# PROBLEM STATEMENT
Please copy the lines below with every "rough mask" replaced by "coarse mask", keeping everything else unchanged.

————

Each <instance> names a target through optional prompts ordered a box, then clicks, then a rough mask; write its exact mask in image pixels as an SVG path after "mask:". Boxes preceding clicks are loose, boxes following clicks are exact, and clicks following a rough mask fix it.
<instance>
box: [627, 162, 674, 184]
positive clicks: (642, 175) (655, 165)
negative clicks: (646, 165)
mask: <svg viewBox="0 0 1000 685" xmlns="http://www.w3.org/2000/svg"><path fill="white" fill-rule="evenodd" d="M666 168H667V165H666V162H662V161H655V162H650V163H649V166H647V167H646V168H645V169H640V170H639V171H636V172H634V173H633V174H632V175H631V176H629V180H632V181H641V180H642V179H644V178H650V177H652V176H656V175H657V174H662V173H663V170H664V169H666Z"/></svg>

————

# RESULT
Each <instance> names a target through optional prompts ordered a box, then clicks, then a coarse mask; write its exact mask in image pixels as an SVG path after "mask:". Boxes preceding clicks are loose, boxes following clicks are exact, and clicks following a coarse mask fix it.
<instance>
box: [627, 162, 674, 184]
positive clicks: (642, 175) (655, 165)
negative clicks: (646, 165)
mask: <svg viewBox="0 0 1000 685" xmlns="http://www.w3.org/2000/svg"><path fill="white" fill-rule="evenodd" d="M666 168H667V165H666V162H662V161H655V162H650V163H649V166H647V167H646V168H645V169H640V170H639V171H636V172H634V173H633V174H632V175H631V176H629V180H632V181H641V180H642V179H644V178H650V177H652V176H656V175H657V174H662V173H663V170H664V169H666Z"/></svg>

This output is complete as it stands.